Text section.
※
Governor Cuomo unveiled the 12th proposal of the 2018 State of the State, which will implementing a $65 million 4-point initiative to combat harmful algal blooms in Upstate New York.
Twelve lakes that are vulnerable to HABs were chosen as priority waterbodies for the initiative, because they represent a wide range of conditions and vulnerabilities.
Those lakes are:
- Conesus Lake;
- Honeoye Lake;
- Chautauqua Lake
- Owasco Lake;
- Skaneateles Lake;
- Cayuga Lake
North Country Group:
- Lake Champlain at Port Henry;
- New York portion of Lake Champlain at Isle La Motte watershed;
- Lake George
Greater Hudson Valley Group:
- Lake Carmel;
- Palmer Lake;
- Putnam Lake;
- Monhagen Brook watershed, including the five reservoirs serving the Middletown area
The State’s Water Quality Rapid Response Team will hold four Regional Summits to bring together nation-leading experts with Steering Committees of local stakeholders established for each lake.
The Rapid Response Team, national experts, and local stakeholders will collaboratively develop Action Plans to identify contributing factors fueling HABs and the state will provide $500,000 per lake to develop immediate action plans to reduce sources of pollution that spark algal blooms. The state will provide nearly $60 million in grant funding to implement the Action Plans, including new monitoring and treatment technologies.
※
Supplied information.
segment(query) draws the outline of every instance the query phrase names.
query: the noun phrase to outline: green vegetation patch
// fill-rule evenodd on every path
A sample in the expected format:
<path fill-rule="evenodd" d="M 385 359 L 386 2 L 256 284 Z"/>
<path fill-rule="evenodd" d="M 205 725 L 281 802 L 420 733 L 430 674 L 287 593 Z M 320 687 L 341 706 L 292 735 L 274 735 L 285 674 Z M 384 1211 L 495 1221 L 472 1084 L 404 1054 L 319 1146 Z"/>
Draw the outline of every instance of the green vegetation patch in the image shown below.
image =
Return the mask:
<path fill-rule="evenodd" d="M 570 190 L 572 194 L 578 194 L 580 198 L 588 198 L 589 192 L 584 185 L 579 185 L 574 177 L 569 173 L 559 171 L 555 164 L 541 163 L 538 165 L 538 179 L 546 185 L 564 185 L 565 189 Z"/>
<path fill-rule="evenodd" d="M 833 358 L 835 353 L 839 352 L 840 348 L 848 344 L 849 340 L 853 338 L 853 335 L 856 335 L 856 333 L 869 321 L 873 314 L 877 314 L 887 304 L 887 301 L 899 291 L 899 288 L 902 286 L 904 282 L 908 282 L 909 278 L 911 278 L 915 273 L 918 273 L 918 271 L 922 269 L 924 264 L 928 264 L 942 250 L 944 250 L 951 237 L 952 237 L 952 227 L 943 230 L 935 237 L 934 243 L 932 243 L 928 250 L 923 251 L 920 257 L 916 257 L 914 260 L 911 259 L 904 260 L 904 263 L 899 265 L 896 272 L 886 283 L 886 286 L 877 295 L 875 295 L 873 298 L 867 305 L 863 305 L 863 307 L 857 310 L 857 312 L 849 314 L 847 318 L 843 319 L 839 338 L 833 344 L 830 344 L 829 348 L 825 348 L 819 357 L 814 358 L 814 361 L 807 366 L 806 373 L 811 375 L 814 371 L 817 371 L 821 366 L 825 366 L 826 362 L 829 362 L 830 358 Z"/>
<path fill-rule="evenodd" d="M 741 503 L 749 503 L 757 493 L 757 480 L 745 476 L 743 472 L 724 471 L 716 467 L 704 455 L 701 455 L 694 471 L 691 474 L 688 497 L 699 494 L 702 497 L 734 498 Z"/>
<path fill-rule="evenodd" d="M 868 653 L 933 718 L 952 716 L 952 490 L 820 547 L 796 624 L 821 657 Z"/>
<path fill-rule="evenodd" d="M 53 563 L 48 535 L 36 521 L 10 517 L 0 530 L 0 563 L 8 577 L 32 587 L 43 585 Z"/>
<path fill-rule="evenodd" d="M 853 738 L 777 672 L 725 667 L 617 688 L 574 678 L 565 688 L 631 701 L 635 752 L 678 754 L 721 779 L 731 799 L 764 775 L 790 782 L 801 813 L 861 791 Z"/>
※
Work item.
Answer these questions from the text on harmful algal blooms.
(a) What is the total dollar amount of the initiative Governor Cuomo unveiled?
(b) How many Regional Summits will the State's Water Quality Rapid Response Team hold?
(c) How much will the state provide per lake to develop immediate action plans?

The completed task.
(a) $65 million
(b) Four
(c) $500,000